Extract to read:
[Start of section]

As I walked into the laundry room, my heart stopped beating. There, in the middle of my new tile floor stood my one-year-old daughter Lauren tap dancing in a puddle of permanent blue paint, smiling brightly. Instantly, my eyes began to sting with the tears that would soon come. We’d saved five years for that simple remodel, and now it was ruined. Oh, the joys of being a parent.
Over the past forty-two years, the one thing I’ve gotten good at is crying, and it all began when I found out I was pregnant with my first child Michelle. Having been told I may never have babies after a miscarriage early in my marriage, you can imagine my ecstasy. Then, nine months later, blood-curdling wails would rattle the hospital walls as I delivered her the old fashion way, sans drugs. No epidural or oral medication to ease the pain, just a stick between my teeth and Lamaze breathing. But when she was placed in my arms, and I held her close, those cries from the pain turned into tears of joy. The scene would remain the same as Jenni, Lauren, and Tim entered this world.

Back in the day, how I’d blissfully teared up at their accomplishments in school, sports, dance, and friendships. But I’d also internally mourn their broken hearts, any self-perceived failures or disappointments they may experience. Never wanting to show my sorrow over their pain, for I had to remain strong and wise, I’d weep alone in the privacy of my bathroom. Their hardships became mine, only ten fold.
While I’d like to think moms control the cases of Kleenex that comes with child-rearing, I know dads have their moments too. Just like a pendulum that swings from a delicate silver chain, a parent’s emotions sway. In one minute, it’s sublime happiness with only a look, a smile, or an “I love you.” But two seconds later it can easily soar in the opposite direction with words that feel unkind or insensitive. How I blubbered the first time I was told, “Go away, you’re so annoying.” I spent their entire lives filling many a hankie for one reason or another. So many, I finally had to buy the cloth type because I was afraid I was destroying the environment with all the tissues tossed, especially when they went onto lives of their own, leaving me with no one to care for anymore.

Before children, I was able to keep my emotions in check. Sure, my eyes may have glisten over a sweet AT&T commercial stating, “call your mother,” or a sentimental song. And did I blubber over a breakup I wasn’t prepared for, you bet. But when these four souls chose me to be their mommy, every move they made, every milestone that came, every ounce of sweetness to each other, and to myself, caused the waterworks to flow. But as the years went by, and they became self-sufficient, I found the tears begin to lessen a bit. After all, my job was complete and life was about me. That is, until my grandchildren entered this world.

[End of section]

(Stored records)
[Start of section]

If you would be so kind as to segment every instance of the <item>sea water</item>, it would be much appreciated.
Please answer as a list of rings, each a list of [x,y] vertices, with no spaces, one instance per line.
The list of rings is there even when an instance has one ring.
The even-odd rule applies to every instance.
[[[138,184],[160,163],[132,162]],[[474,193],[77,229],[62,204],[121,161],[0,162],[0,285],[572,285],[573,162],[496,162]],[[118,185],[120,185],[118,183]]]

[End of section]

Complete the following:
1. Which of the writer's children are named in the passage about a parent's tears? List every one.
2. Can you reproduce the passage about a parent's tears word for word, starting with "Before children, I" and going on through "grandchildren entered this world."?

Solved tasks:
1. Michelle, Jenni, Lauren, Tim

2.
Before children, I was able to keep my emotions in check. Sure, my eyes may have glisten over a sweet AT&T commercial stating, “call your mother,” or a sentimental song. And did I blubber over a breakup I wasn’t prepared for, you bet. But when these four souls chose me to be their mommy, every move they made, every milestone that came, every ounce of sweetness to each other, and to myself, caused the waterworks to flow. But as the years went by, and they became self-sufficient, I found the tears begin to lessen a bit. After all, my job was complete and life was about me. That is, until my grandchildren entered this world.